- [Extrait du texte]:
+ + +

Le 20 novembre 2014, le chef de l’État tentait de tuer le mouvement dans l’œuf en prenant les soudards par les sentiments: «Vous êtes dans l’armée et cela a été confirmé (…). A partir de maintenant, vous devez vous comporter en soldats modèles. Si vous n’êtes pas des modèles, vous allez créer la chienlit dans ce pays». «Passez le message à vos camarades que nous nous sommes vus et nous nous sommes parlé et que nous nous sommes compris», avait-il ajouté.
Ouattara a prêché dans le désert. Or, il est à la tête d’un pays réunifié et d’une seule Armée avec un seul état-major. Les 74.000 ex-combattants de la rébellion armée identifiés comment ayant participé, à un moment ou à un autre, à la longue période de crise politico-armée, ont été pris en compte par le programme de désarmement, de démobilisation et de réinsertion (DDR).
Ce processus a coûté plus de 105 milliards de nos francs à l’État de Côte d’Ivoire, à raison d’une prime ou aide directe de démobilisation d’un montant de cinq cents mille (500.000) francs CFA, pour solde de tout compte, à verser à chaque ex-combattant.
En outre, «13.000 ex-combattants sur 74.000 ont été intégrés dans les différentes forces de défense», selon le général Soumaïla Bakayoko, alors chef d’état-major général des Armées (CEMAG), sans passer naturellement par la case recrutement, concours, formation. Parmi les heureux élus, 8.400 ex-combattants recrutés qui ont fait passer l’effectif des Armées ivoiriennes de 15 mille à 23 mille militaires.
Ce sont ces derniers qui tiennent Alassane Ouattara en otage. L’armée ivoirienne n’est plus divisée; elle est fragmentée entraînant une confusion généralisée dans ses rangs. Ce d’autant qu’elle n’obéit plus aux Institutions, mais à des individus et/ou à des intérêts particuliers. Elle est donc gagnée par l’insubordination, l’insoumission et l’absence de chaîne de commandement. Et la chienlit est devenue notre quotidien.
Le chef de l’État, ministre de la Défense et chef suprême des Armées a, avec toutes ces casquettes, le couteau sous la gorge et le fusil sur la tempe. Il est contraint de distribuer, à tour de bras, des milliards de nos francs pour calmer la colère des rebelles à la discipline militaire et l’autorité de l’État.

+ + +

- [Consigne A]:
Répondez aux questions suivantes d'après l'extrait sur l'armée ivoirienne :
(i) Quel montant de prime de démobilisation devait être versé à chaque ex-combattant ?
(ii) Combien d'ex-combattants ont été intégrés dans les forces de défense, selon le général Soumaïla Bakayoko ?
(iii) De quel effectif à quel effectif les 8.400 ex-combattants recrutés ont-ils fait passer les Armées ivoiriennes ?
- [Consigne B]:
Reprenez l'extrait sur l'armée ivoirienne là où il s'arrête et poursuivez-en la rédaction.

+ + +

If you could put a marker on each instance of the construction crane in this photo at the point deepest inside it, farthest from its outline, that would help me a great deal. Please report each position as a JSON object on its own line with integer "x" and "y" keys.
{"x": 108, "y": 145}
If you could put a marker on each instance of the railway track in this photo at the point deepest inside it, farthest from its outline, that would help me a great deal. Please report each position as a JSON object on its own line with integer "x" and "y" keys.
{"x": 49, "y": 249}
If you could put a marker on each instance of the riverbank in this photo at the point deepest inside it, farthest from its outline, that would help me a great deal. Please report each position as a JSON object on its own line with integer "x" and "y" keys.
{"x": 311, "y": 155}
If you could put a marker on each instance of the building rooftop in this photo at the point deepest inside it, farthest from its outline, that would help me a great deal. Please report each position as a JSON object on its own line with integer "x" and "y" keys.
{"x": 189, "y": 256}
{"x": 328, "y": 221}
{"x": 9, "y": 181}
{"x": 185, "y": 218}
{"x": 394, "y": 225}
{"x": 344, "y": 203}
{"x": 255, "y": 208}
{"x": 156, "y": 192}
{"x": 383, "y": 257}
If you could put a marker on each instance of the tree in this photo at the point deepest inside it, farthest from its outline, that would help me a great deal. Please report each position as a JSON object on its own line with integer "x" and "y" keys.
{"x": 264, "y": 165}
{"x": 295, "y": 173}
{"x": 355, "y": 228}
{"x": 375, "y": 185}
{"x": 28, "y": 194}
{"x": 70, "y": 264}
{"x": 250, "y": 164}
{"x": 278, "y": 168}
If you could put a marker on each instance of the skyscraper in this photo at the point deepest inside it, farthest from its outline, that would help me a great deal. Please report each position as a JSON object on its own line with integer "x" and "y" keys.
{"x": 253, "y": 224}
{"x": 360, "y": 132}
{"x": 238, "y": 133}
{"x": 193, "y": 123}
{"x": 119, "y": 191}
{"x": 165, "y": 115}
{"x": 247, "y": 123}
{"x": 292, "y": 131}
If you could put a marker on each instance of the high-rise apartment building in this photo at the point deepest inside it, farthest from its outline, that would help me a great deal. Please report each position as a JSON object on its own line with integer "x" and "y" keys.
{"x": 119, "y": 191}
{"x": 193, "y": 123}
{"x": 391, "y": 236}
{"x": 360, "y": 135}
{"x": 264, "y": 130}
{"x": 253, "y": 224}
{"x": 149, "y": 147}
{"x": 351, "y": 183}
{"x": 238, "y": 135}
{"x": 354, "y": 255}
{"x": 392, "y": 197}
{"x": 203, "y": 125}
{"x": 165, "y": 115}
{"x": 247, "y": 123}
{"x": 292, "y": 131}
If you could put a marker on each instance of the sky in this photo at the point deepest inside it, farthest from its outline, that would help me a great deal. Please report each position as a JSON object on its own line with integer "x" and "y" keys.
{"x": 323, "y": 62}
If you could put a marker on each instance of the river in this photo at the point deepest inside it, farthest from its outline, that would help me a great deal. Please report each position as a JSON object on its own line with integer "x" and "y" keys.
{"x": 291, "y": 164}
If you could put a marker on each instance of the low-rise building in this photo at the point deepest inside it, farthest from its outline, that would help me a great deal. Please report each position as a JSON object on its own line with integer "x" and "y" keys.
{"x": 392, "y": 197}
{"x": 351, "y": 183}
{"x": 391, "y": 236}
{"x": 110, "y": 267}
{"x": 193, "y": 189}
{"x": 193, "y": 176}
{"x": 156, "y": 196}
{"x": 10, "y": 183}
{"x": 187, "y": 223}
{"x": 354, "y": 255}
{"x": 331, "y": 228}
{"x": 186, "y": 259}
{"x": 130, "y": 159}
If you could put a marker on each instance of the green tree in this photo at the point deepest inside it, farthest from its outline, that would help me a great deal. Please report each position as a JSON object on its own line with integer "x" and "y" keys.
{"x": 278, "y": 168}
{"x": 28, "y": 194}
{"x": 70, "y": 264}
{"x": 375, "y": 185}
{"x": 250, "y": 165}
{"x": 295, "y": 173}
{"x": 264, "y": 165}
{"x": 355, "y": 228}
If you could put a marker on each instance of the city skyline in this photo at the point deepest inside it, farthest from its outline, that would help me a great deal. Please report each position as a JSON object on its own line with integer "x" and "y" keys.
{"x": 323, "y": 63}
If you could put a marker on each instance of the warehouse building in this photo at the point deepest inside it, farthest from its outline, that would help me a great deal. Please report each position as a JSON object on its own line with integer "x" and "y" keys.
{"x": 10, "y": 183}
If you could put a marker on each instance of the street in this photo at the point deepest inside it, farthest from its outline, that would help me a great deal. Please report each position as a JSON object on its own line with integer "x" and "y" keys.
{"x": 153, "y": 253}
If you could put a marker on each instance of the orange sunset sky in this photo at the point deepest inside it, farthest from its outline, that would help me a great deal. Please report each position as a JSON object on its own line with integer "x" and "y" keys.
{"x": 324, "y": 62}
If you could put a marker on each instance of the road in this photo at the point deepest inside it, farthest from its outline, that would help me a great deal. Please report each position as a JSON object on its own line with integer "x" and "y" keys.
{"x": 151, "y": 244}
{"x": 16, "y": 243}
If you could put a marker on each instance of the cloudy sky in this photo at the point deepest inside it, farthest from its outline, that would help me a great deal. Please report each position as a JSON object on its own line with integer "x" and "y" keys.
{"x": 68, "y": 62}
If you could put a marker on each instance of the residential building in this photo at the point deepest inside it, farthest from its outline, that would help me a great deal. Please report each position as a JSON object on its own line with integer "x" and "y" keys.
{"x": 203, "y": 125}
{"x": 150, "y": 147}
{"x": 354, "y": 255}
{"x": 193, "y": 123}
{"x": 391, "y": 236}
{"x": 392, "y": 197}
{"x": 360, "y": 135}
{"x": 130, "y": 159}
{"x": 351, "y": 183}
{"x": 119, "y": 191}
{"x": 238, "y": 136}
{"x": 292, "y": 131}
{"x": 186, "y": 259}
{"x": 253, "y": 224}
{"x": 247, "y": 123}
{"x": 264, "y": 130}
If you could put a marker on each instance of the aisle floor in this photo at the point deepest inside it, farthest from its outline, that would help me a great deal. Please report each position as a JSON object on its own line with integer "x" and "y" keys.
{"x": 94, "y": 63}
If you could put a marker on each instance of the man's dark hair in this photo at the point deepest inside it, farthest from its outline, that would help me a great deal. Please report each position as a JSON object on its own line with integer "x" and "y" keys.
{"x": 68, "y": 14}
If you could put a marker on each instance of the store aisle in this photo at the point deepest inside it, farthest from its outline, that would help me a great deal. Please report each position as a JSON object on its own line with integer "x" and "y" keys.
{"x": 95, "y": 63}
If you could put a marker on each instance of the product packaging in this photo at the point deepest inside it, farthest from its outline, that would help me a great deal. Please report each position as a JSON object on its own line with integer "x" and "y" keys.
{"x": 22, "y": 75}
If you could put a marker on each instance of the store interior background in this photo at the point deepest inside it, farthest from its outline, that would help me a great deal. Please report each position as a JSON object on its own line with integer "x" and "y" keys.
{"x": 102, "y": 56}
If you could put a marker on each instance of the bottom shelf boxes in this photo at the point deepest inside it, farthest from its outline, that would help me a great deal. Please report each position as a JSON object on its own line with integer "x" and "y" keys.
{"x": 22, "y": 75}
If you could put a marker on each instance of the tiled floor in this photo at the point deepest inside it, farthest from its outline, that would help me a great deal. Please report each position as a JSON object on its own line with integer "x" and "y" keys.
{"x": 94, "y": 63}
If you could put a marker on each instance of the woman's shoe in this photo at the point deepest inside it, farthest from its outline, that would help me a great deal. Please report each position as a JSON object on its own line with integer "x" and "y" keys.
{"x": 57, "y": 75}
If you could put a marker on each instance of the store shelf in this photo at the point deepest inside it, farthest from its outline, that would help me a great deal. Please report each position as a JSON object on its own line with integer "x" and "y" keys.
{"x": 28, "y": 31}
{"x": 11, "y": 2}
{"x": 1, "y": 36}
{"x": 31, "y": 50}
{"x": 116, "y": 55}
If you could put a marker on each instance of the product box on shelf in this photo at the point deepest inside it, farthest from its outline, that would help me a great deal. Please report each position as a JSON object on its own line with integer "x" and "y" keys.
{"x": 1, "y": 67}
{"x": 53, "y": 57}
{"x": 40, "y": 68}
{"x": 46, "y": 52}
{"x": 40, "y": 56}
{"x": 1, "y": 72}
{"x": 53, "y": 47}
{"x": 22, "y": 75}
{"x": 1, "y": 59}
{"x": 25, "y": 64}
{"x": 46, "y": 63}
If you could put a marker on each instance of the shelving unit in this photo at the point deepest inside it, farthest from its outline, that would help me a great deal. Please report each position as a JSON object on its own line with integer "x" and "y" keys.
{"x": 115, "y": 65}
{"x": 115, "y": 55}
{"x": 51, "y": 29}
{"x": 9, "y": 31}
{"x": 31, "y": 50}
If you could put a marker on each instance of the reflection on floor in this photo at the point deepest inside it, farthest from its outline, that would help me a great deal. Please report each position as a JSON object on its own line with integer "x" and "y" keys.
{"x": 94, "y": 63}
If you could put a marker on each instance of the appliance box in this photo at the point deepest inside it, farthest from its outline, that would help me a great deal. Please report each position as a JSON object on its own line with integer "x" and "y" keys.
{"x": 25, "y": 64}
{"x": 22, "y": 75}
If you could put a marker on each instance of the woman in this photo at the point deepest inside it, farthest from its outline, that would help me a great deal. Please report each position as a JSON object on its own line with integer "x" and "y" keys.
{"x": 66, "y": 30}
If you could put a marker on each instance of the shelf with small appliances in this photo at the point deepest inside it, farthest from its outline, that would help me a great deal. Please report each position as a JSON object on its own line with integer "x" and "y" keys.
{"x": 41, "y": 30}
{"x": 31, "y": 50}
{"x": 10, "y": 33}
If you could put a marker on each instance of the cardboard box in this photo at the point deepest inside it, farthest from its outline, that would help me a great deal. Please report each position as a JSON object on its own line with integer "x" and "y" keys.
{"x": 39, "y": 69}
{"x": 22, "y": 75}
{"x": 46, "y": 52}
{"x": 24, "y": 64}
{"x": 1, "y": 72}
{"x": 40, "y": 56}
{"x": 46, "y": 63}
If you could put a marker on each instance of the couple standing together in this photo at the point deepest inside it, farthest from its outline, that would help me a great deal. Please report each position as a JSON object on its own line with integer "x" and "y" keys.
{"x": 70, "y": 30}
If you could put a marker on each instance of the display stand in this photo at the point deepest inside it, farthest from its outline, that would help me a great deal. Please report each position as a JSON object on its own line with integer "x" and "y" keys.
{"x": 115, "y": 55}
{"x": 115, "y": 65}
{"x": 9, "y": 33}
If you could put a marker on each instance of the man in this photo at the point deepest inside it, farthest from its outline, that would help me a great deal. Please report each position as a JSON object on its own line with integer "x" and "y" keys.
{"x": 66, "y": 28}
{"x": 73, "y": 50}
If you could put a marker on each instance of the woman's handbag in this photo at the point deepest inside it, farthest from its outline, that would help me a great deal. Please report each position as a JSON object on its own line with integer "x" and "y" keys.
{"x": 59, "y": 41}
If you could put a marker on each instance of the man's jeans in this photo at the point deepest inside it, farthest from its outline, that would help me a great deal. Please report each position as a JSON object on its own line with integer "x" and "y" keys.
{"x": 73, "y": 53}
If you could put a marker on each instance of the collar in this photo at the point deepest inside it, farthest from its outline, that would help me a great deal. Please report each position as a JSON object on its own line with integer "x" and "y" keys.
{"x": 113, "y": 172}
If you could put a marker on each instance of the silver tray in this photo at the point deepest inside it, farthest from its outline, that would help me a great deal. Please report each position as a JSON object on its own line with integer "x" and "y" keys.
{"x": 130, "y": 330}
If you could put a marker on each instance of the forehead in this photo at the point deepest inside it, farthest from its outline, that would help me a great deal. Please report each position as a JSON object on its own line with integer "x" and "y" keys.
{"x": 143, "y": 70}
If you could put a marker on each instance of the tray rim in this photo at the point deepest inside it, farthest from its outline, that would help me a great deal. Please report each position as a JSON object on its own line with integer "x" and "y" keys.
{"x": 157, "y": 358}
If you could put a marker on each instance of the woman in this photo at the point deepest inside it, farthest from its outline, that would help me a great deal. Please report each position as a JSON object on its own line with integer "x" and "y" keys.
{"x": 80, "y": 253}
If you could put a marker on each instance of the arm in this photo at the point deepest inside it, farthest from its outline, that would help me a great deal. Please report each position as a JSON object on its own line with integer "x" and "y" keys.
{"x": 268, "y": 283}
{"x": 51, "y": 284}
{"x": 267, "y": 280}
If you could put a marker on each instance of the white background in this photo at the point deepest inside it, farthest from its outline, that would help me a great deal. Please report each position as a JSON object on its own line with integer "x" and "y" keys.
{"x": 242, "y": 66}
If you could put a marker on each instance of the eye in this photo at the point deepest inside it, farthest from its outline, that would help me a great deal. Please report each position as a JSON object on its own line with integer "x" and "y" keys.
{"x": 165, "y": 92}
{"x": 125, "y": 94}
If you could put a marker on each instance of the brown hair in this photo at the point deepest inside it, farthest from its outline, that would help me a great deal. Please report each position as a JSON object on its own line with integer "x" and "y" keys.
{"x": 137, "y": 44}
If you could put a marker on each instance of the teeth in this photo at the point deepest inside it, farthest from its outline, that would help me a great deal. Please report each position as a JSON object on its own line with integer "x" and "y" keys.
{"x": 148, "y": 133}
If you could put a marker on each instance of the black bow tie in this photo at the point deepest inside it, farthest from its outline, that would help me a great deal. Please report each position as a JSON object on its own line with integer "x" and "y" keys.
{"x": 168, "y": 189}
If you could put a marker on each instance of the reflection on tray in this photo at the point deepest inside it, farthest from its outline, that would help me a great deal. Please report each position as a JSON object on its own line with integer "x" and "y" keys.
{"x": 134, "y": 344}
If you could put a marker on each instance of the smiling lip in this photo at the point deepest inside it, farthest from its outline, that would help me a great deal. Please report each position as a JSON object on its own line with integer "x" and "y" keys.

+ + +

- [Réponse A]:
(i) Cinq cents mille (500.000) francs CFA, pour solde de tout compte.
(ii) 13.000 ex-combattants sur 74.000.
(iii) De 15 mille à 23 mille militaires.

- [Réponse B]:
Le 20 novembre 2014, Ouattara a donné à chacun des 8400 mutins cinq millions de francs. Le 16 janvier 2017, il a encore sué sang et eau pour virer à chaque soudard cinq millions de francs, avec la promesse de sept millions payables sur sept mois, soit un million de francs par mois et par mutin. Et c’est cette promesse non tenue qui a entraîné une troisième mutinerie.
Ne dit-on jamais deux sans trois? Poussé dans ses derniers retranchements, Ouattara s’est exécuté en virant, le 16 mai 2017, cinq millions à chaque soldat en furie. Ce sont déjà 126 milliards de FCFA qui ont ainsi été déjà distraits des caisses du Trésor public pour désintéresser seulement 8.400 soudards (à raison de quinze millions de francs par tête) sur un effectif de 23 000 hommes dans les Armées, soit 36.52%.
En juin 2017, ce sont seize milliards huit cents millions de francs (à raison de deux millions par tête) qui vont être encore virés dans les caisses des enfants gâtés de l’ex-rébellion armée.
Le Pouvoir joue ainsi, à son insu (!?), avec le feu. Il valide une armée à double vitesse, avec l’armée ou des armées dans l’Armée. Ouattara participe alors à opposer ouvertement les militaires des ex-FDS qui sont méprisés aux ex-combattants et autres mercenaires qui ont intégré les FACI.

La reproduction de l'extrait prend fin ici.